RECORDS PROVIDED

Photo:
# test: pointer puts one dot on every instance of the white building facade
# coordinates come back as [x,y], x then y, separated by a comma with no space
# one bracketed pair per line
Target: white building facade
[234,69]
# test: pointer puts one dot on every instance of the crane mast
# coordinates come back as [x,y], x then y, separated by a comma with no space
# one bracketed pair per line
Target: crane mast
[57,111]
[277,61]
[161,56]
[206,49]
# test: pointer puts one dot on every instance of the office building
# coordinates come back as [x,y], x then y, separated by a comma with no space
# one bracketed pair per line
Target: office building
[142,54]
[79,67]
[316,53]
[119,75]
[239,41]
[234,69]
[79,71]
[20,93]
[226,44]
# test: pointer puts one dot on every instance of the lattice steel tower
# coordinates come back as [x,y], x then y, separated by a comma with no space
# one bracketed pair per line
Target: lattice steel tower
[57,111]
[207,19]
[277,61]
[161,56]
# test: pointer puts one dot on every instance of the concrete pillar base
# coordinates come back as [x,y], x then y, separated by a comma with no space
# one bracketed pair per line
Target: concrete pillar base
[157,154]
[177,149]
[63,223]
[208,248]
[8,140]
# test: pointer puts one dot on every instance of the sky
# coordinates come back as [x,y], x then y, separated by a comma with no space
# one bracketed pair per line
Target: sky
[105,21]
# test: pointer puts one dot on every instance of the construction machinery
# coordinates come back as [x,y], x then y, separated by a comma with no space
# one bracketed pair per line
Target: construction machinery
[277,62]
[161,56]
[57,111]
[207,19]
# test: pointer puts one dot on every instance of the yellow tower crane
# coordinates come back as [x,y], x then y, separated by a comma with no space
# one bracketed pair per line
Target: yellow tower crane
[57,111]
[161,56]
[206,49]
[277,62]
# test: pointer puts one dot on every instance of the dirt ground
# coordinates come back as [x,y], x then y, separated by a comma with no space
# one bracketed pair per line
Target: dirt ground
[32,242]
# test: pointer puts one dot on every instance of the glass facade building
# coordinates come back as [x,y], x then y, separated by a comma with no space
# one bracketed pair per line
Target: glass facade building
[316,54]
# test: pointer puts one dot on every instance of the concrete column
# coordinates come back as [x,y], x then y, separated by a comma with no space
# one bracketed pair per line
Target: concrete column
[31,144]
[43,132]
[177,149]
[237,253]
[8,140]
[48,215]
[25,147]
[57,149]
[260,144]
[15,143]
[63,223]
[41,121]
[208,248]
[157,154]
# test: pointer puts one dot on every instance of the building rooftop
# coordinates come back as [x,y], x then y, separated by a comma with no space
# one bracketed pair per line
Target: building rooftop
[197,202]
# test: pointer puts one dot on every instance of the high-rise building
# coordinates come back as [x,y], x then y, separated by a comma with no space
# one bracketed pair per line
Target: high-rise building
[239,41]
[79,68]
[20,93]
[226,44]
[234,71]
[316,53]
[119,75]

TASK OBJECTIVE
Return precisely the lines of the records, starting with the line that holds "the glass facade building" and ending with the last one.

FINISHED TASK
# test: pointer puts one dot on every instance of the glass facade building
# coordinates come back as [x,y], x then y, separated by a comma with no space
# one bracketed pair per line
Target: glass facade building
[316,54]
# test: pointer puts one dot on every instance of the concrete column
# coordinates come back as [x,y], x then y, separated by a comma with no space
# one bracketed pair per line
Target: concrete column
[31,144]
[43,132]
[177,149]
[237,253]
[8,140]
[48,215]
[25,147]
[57,149]
[260,144]
[15,143]
[63,223]
[41,121]
[208,248]
[157,154]
# test: pointer puts one dot on every instance of the building rooftop
# coordinates come back as [x,y], x then y, separated by a comma with no space
# one bracketed pair per line
Target: building rooftop
[197,202]
# test: pointer puts one dot on every instance of the high-rise building
# coordinates come back as [x,y], x then y, separated by a comma with no space
# one bracketed pair per line
Target: high-rise building
[239,41]
[79,68]
[20,93]
[226,44]
[234,71]
[316,53]
[119,75]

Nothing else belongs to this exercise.